* **Problem requirements**
Gather every line in the entries below that contains the string "green", and write out each of those lines in full.

* **Listed records**
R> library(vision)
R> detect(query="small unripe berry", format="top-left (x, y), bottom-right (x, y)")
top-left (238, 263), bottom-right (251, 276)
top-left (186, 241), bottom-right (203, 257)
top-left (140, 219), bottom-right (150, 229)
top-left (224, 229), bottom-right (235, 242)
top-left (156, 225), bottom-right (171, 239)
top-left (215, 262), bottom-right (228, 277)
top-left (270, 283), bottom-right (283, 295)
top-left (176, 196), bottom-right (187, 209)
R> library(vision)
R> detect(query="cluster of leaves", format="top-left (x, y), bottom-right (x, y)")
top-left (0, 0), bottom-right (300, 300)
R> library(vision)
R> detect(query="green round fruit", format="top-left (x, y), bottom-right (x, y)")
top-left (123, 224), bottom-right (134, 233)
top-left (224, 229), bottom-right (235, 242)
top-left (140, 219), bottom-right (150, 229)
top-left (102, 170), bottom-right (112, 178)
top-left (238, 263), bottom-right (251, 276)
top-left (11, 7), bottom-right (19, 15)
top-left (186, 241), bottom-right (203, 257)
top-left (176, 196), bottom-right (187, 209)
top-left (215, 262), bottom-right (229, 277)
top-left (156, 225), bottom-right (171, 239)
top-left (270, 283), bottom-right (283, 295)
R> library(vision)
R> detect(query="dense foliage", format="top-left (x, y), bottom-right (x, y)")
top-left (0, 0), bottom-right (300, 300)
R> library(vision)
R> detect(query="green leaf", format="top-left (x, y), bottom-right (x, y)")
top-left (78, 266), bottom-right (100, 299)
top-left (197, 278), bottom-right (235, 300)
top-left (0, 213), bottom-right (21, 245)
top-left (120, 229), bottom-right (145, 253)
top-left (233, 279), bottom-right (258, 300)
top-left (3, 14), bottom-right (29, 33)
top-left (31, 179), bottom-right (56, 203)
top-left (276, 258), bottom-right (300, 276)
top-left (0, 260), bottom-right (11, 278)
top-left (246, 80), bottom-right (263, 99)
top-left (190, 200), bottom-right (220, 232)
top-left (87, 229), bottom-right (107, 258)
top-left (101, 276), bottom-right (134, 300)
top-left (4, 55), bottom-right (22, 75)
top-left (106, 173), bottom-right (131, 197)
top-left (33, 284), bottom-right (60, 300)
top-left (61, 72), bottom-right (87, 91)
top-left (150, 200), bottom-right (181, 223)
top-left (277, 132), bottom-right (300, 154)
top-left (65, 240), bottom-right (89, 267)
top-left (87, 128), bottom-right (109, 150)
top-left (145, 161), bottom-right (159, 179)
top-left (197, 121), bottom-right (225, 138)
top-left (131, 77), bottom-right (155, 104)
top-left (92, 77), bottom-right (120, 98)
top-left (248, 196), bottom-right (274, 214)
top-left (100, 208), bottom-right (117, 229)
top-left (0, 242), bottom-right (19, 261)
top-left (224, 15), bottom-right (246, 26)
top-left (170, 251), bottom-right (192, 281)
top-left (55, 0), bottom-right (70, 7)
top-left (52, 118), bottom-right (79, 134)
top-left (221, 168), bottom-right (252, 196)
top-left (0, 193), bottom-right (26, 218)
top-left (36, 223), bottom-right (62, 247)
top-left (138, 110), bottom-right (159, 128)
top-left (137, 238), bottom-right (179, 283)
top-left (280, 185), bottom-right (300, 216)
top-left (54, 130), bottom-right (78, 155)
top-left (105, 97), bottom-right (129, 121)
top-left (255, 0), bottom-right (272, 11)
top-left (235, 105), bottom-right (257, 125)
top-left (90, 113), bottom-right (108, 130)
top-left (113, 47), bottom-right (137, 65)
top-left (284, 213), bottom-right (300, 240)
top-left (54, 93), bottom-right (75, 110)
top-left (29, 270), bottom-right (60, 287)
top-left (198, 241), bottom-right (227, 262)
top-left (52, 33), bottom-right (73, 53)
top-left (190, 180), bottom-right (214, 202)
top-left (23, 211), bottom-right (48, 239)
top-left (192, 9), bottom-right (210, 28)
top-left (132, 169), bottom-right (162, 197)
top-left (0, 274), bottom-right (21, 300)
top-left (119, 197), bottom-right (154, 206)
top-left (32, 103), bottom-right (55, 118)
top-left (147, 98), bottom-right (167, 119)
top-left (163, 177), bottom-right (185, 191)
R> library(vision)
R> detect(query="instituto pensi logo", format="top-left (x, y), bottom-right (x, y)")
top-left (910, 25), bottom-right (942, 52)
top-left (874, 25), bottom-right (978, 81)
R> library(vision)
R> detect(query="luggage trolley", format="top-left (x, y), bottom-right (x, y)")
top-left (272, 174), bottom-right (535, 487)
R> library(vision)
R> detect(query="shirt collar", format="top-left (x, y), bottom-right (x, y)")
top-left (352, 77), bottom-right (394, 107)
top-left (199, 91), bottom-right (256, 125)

* **The completed task**
R> detect(query="green round fruit", format="top-left (x, y), bottom-right (x, y)")
R> detect(query="green leaf", format="top-left (x, y), bottom-right (x, y)")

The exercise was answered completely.